Records for the task:
• • •

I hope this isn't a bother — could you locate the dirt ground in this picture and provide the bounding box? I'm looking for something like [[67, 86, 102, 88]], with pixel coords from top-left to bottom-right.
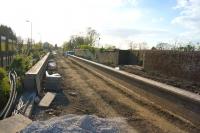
[[120, 65, 200, 94], [32, 56, 200, 133]]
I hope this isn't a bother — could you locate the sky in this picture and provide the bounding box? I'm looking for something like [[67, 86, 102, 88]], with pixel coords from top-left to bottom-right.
[[0, 0, 200, 49]]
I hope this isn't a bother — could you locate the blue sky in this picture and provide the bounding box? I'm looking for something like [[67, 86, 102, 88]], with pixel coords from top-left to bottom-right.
[[0, 0, 199, 49]]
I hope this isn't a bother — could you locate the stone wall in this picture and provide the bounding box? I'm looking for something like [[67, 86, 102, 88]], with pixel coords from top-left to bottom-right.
[[74, 49, 146, 66], [96, 50, 119, 66], [74, 49, 119, 66], [144, 51, 200, 82], [75, 49, 200, 82], [74, 49, 95, 60]]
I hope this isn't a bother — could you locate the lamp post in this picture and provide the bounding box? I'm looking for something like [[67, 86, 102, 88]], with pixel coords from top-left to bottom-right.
[[26, 20, 32, 48]]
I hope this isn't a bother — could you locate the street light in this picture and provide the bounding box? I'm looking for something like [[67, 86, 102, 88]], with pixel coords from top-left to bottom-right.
[[26, 20, 32, 47]]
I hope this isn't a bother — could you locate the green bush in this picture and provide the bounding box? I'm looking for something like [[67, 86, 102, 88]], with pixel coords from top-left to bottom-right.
[[79, 45, 95, 54], [31, 51, 40, 61], [0, 67, 7, 80], [0, 68, 10, 109], [0, 77, 10, 95], [29, 49, 46, 64], [10, 55, 32, 77], [100, 47, 106, 53]]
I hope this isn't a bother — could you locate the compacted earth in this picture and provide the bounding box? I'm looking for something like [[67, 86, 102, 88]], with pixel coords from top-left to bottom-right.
[[31, 55, 200, 133]]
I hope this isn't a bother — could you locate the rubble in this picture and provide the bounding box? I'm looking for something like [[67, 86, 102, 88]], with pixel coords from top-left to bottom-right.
[[21, 114, 133, 133]]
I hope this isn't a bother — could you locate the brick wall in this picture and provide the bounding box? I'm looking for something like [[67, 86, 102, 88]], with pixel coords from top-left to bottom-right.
[[144, 51, 200, 82]]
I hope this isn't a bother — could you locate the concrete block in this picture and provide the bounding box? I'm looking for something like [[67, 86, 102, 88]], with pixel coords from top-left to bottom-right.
[[39, 92, 56, 107]]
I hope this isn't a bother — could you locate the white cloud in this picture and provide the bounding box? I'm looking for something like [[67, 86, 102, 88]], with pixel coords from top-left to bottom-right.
[[173, 0, 188, 9], [151, 17, 164, 23], [172, 0, 200, 41]]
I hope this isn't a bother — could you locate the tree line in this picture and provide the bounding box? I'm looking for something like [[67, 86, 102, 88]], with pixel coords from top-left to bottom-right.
[[154, 41, 200, 52], [128, 40, 200, 52], [63, 27, 100, 51]]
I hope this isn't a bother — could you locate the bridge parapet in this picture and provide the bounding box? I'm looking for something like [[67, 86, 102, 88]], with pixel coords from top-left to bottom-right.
[[24, 52, 50, 94]]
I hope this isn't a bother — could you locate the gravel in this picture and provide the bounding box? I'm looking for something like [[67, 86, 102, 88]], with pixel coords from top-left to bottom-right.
[[21, 114, 133, 133]]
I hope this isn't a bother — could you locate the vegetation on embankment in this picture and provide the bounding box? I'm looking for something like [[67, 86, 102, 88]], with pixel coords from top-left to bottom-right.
[[0, 24, 53, 111], [0, 52, 42, 109], [0, 68, 10, 110], [29, 42, 48, 64], [10, 55, 32, 77], [9, 43, 48, 88], [10, 42, 48, 77], [0, 50, 47, 110]]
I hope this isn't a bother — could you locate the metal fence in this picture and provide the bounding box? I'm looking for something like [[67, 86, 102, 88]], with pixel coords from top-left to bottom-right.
[[0, 36, 16, 67]]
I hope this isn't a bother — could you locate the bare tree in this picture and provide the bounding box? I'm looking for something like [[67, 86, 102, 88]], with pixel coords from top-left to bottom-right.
[[85, 27, 100, 46], [170, 39, 182, 51], [129, 41, 138, 50], [156, 42, 171, 50], [138, 42, 147, 50]]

• • •

Requirement:
Leave every picture out, and transcribe the data above exactly as it reads.

Response to this task:
I hope this isn't a bother — could you locate the dirt ground in this picture and provide the bounding box? I'm looking for something like [[67, 86, 102, 88]], with pixel coords from top-left to bottom-right.
[[120, 65, 200, 94], [32, 56, 200, 133]]
I hope this isn't a bother — could you locate the sky in this picture and provide the bounding box? I'm looking for something like [[67, 86, 102, 88]], with pixel coords from top-left to bottom-right.
[[0, 0, 200, 49]]
I hope this isn't a bother — could you locate the blue sky in this picture and provide the bounding box? I'm looking for something like [[67, 86, 102, 88]], with pixel coords from top-left to bottom-right.
[[0, 0, 199, 49]]
I hope this isn't a bother — could you locate the stone wall in this picture and provide the bounding box? I'm looking for something like [[67, 86, 102, 88]], with pixel coords from top-left to bottom-right.
[[74, 49, 146, 66], [96, 50, 119, 66], [74, 49, 119, 66], [144, 51, 200, 82], [75, 49, 200, 82], [74, 49, 95, 60]]
I hope this isn't a bother — could you locate the lamp post in this picture and provide the bounding box? I'm looking for something like [[67, 86, 102, 88]], with pixel coords from top-left to bottom-right.
[[26, 20, 32, 48]]
I hope this isn't a bother — could you locate the street light in this picture and provide the bounding box? I'm looking for something like [[67, 86, 102, 88]], with pixel coords from top-left to bottom-right.
[[26, 20, 32, 47]]
I hope this isn't a bother — could you locate the green bush in this picture and provide the bounding box? I'm looking for something like [[67, 86, 102, 88]], with pixel coords from top-left to bottom-right.
[[79, 45, 95, 54], [31, 51, 40, 61], [0, 67, 7, 80], [0, 68, 10, 109], [0, 77, 10, 95], [29, 49, 46, 64], [10, 55, 32, 77], [100, 47, 106, 53]]
I hope this isn't a bother — could you locate the compacted earth in this picture and provide the bounding box? I'm looking for something like [[67, 86, 102, 88]], with pixel coords from top-left to bottom-right.
[[31, 55, 200, 133]]
I hope this isn't a bother — could you locate the rubble in this picture and provide the bounding box? I'm looking for something like [[67, 86, 102, 88]], with pixel coords from top-left to bottom-right.
[[21, 114, 133, 133]]
I hope this isn't a bother — could you locate the brick wall in this picture and provide the bounding box? I'm looking for something like [[67, 86, 102, 88]], with pixel coords from top-left to bottom-right.
[[144, 51, 200, 82]]
I hope this isn't a bother — could you locate the concrete block in this picture and provide the bounding box? I'm looking for something like [[67, 86, 102, 88]], with pixel coords from top-left to bottom-right.
[[39, 92, 56, 107]]
I hope this isn't a bother — could you locate the white cloud in this picture and provide the bounding box? I'm looking for something like [[67, 86, 102, 88]], with pixel coords from top-left to bottom-right.
[[173, 0, 188, 9], [151, 17, 164, 23], [172, 0, 200, 41]]
I hope this isn't a bother — could you locate the tree line in this picture and provide the bounding box? I'm looking for something like [[67, 86, 102, 88]], with pixel coords from top-left to bottom-right.
[[154, 41, 200, 52], [128, 40, 200, 52], [63, 27, 100, 51]]
I hope this isn't a bother — could you locate the bridge parapet in this picture and provide the bounding box? I'm looking for something like [[67, 86, 102, 88]], with pixel coords from top-left to bottom-right.
[[24, 52, 50, 94]]
I hope this isn't a bother — could you locate the gravel in this picture and provide the bounding box? I'm looking for something like [[67, 86, 102, 88]], with pixel coords from top-left to bottom-right.
[[21, 114, 133, 133]]
I hope this isn't a bother — could you locate the vegetation on embankment in this picture and provide the bounding box? I'm looking for something like [[67, 86, 102, 88]], with pixel coords from top-left to bottom-right.
[[0, 24, 53, 111], [0, 52, 42, 109], [0, 68, 10, 110], [29, 42, 48, 64], [10, 55, 32, 77], [9, 43, 48, 88], [10, 42, 48, 77], [0, 50, 47, 110]]
I hope this isn't a bother — could you locate the metal fence in this picture and provide the bounding box? I'm looking for something like [[67, 86, 102, 88]], with pixel coords from top-left to bottom-right.
[[0, 36, 16, 67]]
I hope this isn't a bother — could you locate the bare tree in this picture and provide the bounding box? I'm looking for something like [[67, 86, 102, 88]], with pixel coords from top-left to bottom-right.
[[85, 27, 100, 46], [170, 39, 182, 51], [129, 41, 138, 50], [156, 42, 171, 50], [138, 42, 147, 50]]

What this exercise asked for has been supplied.